Challenge 1 - Return the ice luminaries post below in full, unchanged.

Text section -
In February of 2020, we collaborated on an ice installation with Midwest Living Magazine and near the end of October we had heard that a copy of the magazine had been mailed to our house. I was, of course, very excited to see the article, so the next morning, when Tom woke me out of a deep sleep with the words, "It's the cover . . .", my eyes popped open and I said, "What! Show me!" This is mind blowing! That was my first thought when I discovered that the nice article about ice luminaries, which I assumed would be found somewhere in the middle of the magazine, turned out to be the cover!
But first things first—the photographers! Because ice luminaries are ethereal and beautiful, having a talented photographer to capture their magic is essential. The amazing photos on the cover and in the article were taken by a Minneapolis-based photo team, Jenn Ackerberg + Tim Gruber. They were so focused and fun—a great work combination. Prior to the shoot, we discussed that taking photos of ice lanterns can be a challenge as it is all about timing, with dusk and dawn being the two best options. We wisely opted to disrupt our dinners over setting up in the dark. I was very concerned that there was not enough time to take all the pictures they needed, but they did it—so incredibly beautiful!

Challenge 2 - Report every line of the listing below that contains the word "fence".

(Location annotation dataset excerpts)
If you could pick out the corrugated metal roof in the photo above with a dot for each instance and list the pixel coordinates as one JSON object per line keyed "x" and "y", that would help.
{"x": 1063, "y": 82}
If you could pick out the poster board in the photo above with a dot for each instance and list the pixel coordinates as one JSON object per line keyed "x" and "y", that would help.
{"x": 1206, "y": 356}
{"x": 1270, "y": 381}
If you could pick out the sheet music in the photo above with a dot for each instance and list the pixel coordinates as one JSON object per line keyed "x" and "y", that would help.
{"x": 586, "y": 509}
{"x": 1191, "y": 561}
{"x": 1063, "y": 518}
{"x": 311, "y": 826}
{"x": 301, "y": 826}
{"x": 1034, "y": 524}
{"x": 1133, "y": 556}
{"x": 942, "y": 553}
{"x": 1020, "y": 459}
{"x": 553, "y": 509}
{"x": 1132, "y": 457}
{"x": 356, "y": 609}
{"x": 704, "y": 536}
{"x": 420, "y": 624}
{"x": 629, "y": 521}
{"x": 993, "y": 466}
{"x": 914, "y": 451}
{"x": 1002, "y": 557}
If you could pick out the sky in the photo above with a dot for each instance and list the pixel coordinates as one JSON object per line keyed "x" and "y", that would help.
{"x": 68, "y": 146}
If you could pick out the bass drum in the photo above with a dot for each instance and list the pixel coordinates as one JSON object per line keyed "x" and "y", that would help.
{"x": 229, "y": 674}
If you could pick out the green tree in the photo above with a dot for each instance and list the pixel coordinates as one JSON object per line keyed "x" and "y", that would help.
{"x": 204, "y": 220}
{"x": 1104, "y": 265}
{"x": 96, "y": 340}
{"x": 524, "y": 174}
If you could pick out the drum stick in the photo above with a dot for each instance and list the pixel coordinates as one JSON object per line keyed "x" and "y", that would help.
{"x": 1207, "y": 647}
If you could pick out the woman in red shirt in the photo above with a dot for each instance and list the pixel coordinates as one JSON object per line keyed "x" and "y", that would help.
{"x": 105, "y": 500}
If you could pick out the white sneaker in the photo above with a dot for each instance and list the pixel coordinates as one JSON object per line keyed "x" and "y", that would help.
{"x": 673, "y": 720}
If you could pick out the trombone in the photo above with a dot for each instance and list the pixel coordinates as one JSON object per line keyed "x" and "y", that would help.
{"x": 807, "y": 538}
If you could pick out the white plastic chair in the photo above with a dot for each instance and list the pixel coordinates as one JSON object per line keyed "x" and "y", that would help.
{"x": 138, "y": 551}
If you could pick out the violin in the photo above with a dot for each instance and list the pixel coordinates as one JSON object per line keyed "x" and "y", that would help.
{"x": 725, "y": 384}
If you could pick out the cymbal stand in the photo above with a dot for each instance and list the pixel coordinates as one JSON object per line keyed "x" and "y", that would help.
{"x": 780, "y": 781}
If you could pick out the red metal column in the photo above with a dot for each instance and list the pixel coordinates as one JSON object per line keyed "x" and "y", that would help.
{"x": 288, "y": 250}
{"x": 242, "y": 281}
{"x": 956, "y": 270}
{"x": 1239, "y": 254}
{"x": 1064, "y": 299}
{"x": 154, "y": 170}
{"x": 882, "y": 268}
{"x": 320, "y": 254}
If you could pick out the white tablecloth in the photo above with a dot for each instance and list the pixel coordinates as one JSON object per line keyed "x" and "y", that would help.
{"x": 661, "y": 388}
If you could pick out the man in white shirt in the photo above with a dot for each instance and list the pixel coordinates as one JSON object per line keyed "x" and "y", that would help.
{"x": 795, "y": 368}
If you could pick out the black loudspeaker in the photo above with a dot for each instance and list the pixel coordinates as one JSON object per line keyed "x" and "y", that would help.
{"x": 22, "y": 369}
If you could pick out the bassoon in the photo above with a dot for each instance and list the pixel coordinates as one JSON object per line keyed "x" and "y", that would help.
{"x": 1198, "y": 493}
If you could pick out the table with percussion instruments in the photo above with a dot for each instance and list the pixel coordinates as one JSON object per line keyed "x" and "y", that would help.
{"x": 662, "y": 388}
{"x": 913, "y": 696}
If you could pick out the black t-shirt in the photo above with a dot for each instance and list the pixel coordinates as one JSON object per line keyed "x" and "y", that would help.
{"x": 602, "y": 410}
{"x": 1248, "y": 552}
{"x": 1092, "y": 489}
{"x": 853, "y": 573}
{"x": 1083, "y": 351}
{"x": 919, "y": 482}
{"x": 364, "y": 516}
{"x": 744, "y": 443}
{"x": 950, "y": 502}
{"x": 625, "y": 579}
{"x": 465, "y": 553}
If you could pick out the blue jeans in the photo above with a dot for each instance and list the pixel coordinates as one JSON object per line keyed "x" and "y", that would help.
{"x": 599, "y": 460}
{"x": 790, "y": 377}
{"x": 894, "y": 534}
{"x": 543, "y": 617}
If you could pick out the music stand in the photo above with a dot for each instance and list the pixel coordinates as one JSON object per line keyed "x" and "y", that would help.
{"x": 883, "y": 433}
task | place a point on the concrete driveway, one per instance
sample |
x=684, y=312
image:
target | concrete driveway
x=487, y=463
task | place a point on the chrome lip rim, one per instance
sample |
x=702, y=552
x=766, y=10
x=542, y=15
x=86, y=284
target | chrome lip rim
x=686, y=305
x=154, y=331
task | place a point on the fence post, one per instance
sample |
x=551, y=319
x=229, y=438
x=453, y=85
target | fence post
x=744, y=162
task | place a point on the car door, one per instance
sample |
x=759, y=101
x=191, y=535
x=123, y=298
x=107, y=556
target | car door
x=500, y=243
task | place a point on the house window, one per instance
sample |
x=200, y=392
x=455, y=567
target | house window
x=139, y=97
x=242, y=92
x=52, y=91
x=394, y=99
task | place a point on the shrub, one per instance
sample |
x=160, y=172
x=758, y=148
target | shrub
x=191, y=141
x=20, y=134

Complete answer 1 -
In February of 2020, we collaborated on an ice installation with Midwest Living Magazine and near the end of October we had heard that a copy of the magazine had been mailed to our house. I was, of course, very excited to see the article, so the next morning, when Tom woke me out of a deep sleep with the words, "It's the cover . . .", my eyes popped open and I said, "What! Show me!" This is mind blowing! That was my first thought when I discovered that the nice article about ice luminaries, which I assumed would be found somewhere in the middle of the magazine, turned out to be the cover!
But first things first—the photographers! Because ice luminaries are ethereal and beautiful, having a talented photographer to capture their magic is essential. The amazing photos on the cover and in the article were taken by a Minneapolis-based photo team, Jenn Ackerberg + Tim Gruber. They were so focused and fun—a great work combination. Prior to the shoot, we discussed that taking photos of ice lanterns can be a challenge as it is all about timing, with dusk and dawn being the two best options. We wisely opted to disrupt our dinners over setting up in the dark. I was very concerned that there was not enough time to take all the pictures they needed, but they did it—so incredibly beautiful!

Complete answer 2 -
task | place a point on the fence post, one per instance
target | fence post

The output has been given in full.